Para que esa toma de conciencia arraigue más en la conciencia ciudadana, creemos
imprescindible que, tanto el Gobierno como la oposición, dejen de ofrecernos soluciones o
alternativas tan fáciles como engañosas. Al contrario, el Gobierno debería plantear periódicamente
ante todos los ciudadanos los problemas reales en toda su crudeza, así como las medidas
impopulares que se ve obligado a tomar, sin miedo a perder su popularidad. El pueblo español no es
un menor de edad al que se pueda ocultar la realidad de la crisis.
Y en esta tarea de información objetiva y de hacer comprender a todos los ciudadanos, no sólo
la gravedad de la crisis económica, sino también los sacrificios individuales y colectivos que se les
piden diariamente, deberían implicarse responsablemente.

◆ Objetivo 1: Enumere, en el orden en que aparecen, todos los adverbios terminados en "-mente" del fragmento sobre la crisis económica.
◆ Objetivo 2: Prosiga la redacción del fragmento sobre la crisis económica a partir de su última oración.

◆ Extracto de origen:
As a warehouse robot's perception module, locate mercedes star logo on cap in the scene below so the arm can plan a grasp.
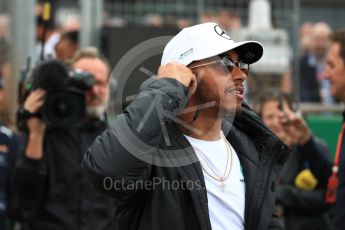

◆ Resultado final 1: periódicamente, diariamente, responsablemente

◆ Resultado final 2:
III. URGE UNA MAYOR PARTICIPACIÓN DE LA SOCIEDAD
Por estar convencidos de que ha llegado el momento de elaborar una especie de plan
económico de salvación nacional, y esto es algo que supera las perspectivas de los partidos políticos
y los intereses legítimos de los diversos grupos sociales, queremos llamar la atención sobre la
necesidad de un mayor compromiso y participación activa de todos en el proceso de elaboración de
las grandes decisiones económicas.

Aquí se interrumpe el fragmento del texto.